● Work item:
Answer the following from the passage on Official Medicines Control Laboratories:
(a) To which bodies are OMCLs said to belong or report?
(b) Independently of whom do OMCLs test medicines?
(c) In support of which authorities may OMCLs investigate products suspected of being falsified?

● Source text:
= Official Medicines Control Laboratory =

Official Medicines Control Laboratory (OMCL) is the term coined in Europe for a public institute in charge of controlling the quality of medicines and, depending on the country, other similar products (for example, medical devices). They are part of or report to national competent authorities (NCAs).

By testing medicines independently of manufacturers (that is, without any conflict of interest and with guaranteed impartiality), OMCLs play a fundamental role in ensuring the quality and contributing to the safety and efficacy of medicines, whether already on the market or not, for human and veterinary use.

OMCLs assess human and veterinary medicines to determine whether they meet the relevant requirements for content, purity, etc., as specified in the marketing authorisation dossier or an official pharmacopoeia. They can also check whether packaging and labelling comply with legal requirements, and provide support during quality assessment, good manufacturing practice (GMP) inspections and investigations of quality defects and pharmacovigilance. Investigations may also be carried out on products suspected of being falsified, in support of police, customs, health or judicial authorities. OMCLs also actively contribute to the development and verification of pharmacopoeial methods.

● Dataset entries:
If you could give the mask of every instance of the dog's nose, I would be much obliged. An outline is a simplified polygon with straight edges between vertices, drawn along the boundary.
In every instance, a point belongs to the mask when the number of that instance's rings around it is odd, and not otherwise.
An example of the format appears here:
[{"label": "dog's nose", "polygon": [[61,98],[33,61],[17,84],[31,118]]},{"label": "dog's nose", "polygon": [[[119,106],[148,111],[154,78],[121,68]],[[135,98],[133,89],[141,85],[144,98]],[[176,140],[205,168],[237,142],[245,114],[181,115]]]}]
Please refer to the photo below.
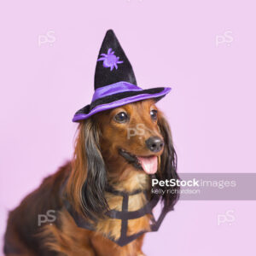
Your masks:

● Solution to this problem:
(a) National competent authorities (NCAs).
(b) Manufacturers.
(c) Police, customs, health or judicial authorities.